EXERCÍCIO PROPOSTO 1 >> As afirmações abaixo concordam com o trecho sobre interpretação jurídica? Responda sim ou não a cada uma e cite literalmente as palavras do trecho que decidem. (a) O ordenamento jurídico brasileiro se filia ao sistema da common law. (b) O art. 557 do Código de Processo Civil é citado entre os mecanismos de vinculação por precedentes jurisprudenciais. (c) Na citação de Humberto Ávila, a regra considerada inaplicável ao caso concreto em nada contribui para a decisão.
EXERCÍCIO PROPOSTO 2 >> De acordo com o trecho sobre interpretação jurídica, para o sistema ao qual o ordenamento brasileiro se filia, o que basta em relação à decisão?
EXERCÍCIO PROPOSTO 3 >> Prossiga o trecho sobre interpretação jurídica a partir da última frase apresentada.

É o que preconiza Humberto Ávila:
"Na hipótese de relação entre regras, mesmo que o aplicador decida que uma das regras é inaplicável ao caso concreto, isso não significa que ela em nada contribui para a decisão. Mesmo deixando de ser aplicada, uma regra pode funcionar como contraponto valorativo para a interpretação da própria regra aplicável, hipótese em que, longe de em nada contribuir para a decisão, a regra não aplicada concorre para a construção – mediante procedimento de aproximação e afastamento – do significado da regra aplicada." (12)
Contrario sensu, não se pode olvidar que mesmo o sentido mais patente do preceito, embora desprezado em homenagem a uma interpretação que melhor repercuta o conflito em concreto, autoriza um desdobramento negativo do princípio da legalidade. A ponderação das razões que manifestam o desvio do entendimento correntemente aceito pela jurisprudência, uma vez justificando serem os elementos constantes da hipótese mero indicador para a decisão a ser tomada, em vez de seu puro fundamento, não destoa da exigência de previsibilidade, porquanto cumpre o dever constitucional da fundamentação com base no próprio ordenamento pátrio, eis que é a partir de alguns de seus dispositivos, e não ex nihilo, que se promove a inovação indispensável para o fato submetido ao juízo de conhecimento [13].
Não obstante a existência de mecanismos legais determinantes da vinculação por meio de precedentes jurisprudenciais (súmulas e jurisprudência dominante), tal qual se afiguram nos art. 38 da Lei 8.030/90 e 557 do Código de Processo Civil, impossível com base neles ultrapassar a própria perspectiva de novos entendimentos. Uma vez presentes certas condições, deve o julgador e o agente ministerial declinar de aplicá-los em virtude da excepcionalidade do fato sub judice, incumbindo-lhes a fundamentação que se o faz distanciar do paradigma ou mesmo da subsunção para si indevida.
1.2 Do controle jurisdicional interpretativo: a constitucionalidade da norma (interpretação) previne a do texto
O ordenamento jurídico brasileiro filia-se à família romano-germânica, ao sistema da civil law, para a qual basta que a decisão esteja de acordo com a lei. Nesse diapasão, o juízo de conformidade legal possui natureza controversa, cujas nuances motivam históricos debates a respeito de ser ela fática ou jurídica [14]. Parece-nos indubitável, contudo, que o Direito brasileiro reconhece no juízo de conhecimento uma dimensão deveras importante, tendo em vista submeter-lhe as conseqüências jurídicas a partir da concretização decisória mercê das possibilidades interpretativas em potencial.

Registros de anotação por pontos:
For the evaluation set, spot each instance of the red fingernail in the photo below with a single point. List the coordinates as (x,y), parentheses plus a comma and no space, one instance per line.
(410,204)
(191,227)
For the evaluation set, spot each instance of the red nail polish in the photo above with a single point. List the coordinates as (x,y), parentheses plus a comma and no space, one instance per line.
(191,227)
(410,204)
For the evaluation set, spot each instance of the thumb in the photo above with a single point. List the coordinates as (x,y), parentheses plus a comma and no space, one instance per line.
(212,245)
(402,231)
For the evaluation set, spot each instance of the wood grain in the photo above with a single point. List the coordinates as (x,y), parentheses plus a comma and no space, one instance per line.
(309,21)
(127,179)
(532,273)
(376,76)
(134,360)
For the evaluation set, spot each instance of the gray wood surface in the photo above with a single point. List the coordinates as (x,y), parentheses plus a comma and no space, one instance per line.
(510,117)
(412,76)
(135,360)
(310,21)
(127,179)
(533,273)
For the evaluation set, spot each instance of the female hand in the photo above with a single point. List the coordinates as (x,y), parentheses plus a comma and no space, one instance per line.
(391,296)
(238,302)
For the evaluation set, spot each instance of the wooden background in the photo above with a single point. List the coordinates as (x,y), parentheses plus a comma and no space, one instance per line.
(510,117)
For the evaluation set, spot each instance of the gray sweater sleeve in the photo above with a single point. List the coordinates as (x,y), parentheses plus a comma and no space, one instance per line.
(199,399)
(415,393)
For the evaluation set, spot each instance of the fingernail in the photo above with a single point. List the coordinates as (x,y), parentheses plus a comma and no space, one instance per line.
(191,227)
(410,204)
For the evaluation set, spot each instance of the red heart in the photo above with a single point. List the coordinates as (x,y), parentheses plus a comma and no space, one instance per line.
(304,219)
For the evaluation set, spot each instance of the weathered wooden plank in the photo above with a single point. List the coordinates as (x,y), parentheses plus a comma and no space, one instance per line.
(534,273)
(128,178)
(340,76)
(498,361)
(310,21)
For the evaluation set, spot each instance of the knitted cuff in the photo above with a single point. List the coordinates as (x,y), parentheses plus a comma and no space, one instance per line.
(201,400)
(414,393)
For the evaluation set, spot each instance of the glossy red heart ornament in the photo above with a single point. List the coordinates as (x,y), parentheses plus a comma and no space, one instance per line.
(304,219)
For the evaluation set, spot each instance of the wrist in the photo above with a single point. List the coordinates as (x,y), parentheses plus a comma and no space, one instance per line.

RESOLUÇÃO 1 >>
(a) Não: "filia-se à família romano-germânica, ao sistema da civil law".
(b) Sim: "tal qual se afiguram nos art. 38 da Lei 8.030/90 e 557 do Código de Processo Civil".
(c) Não: "isso não significa que ela em nada contribui para a decisão".

RESOLUÇÃO 2 >> Basta que a decisão esteja de acordo com a lei.

RESOLUÇÃO 3 >>
Embasando tal raciocínio o princípio da decisão segundo o livre convencimento do magistrado (art. 131, 1ª parte, do CPC, com norte no dever de fundamentação constitucional – art. 93, inciso IX), poder-dever que se coliga à incumbência de com base nele persuadir racionalmente os destinatários da tutela jurisdicional (art. 131, in fine). Ademais, uma vez submetida ao crivo recursal, poderá calibrar o sistema jurídico até então conformado pela uniformização jurisprudencial. Em última análise, do primeiro grau de jurisdição é defeso subtrair-lhe, por obra de vinculações verticais, a potencialidade de inovar com base no caso concreto e em razão do contorno argumentativo em face dos preceitos legais afins.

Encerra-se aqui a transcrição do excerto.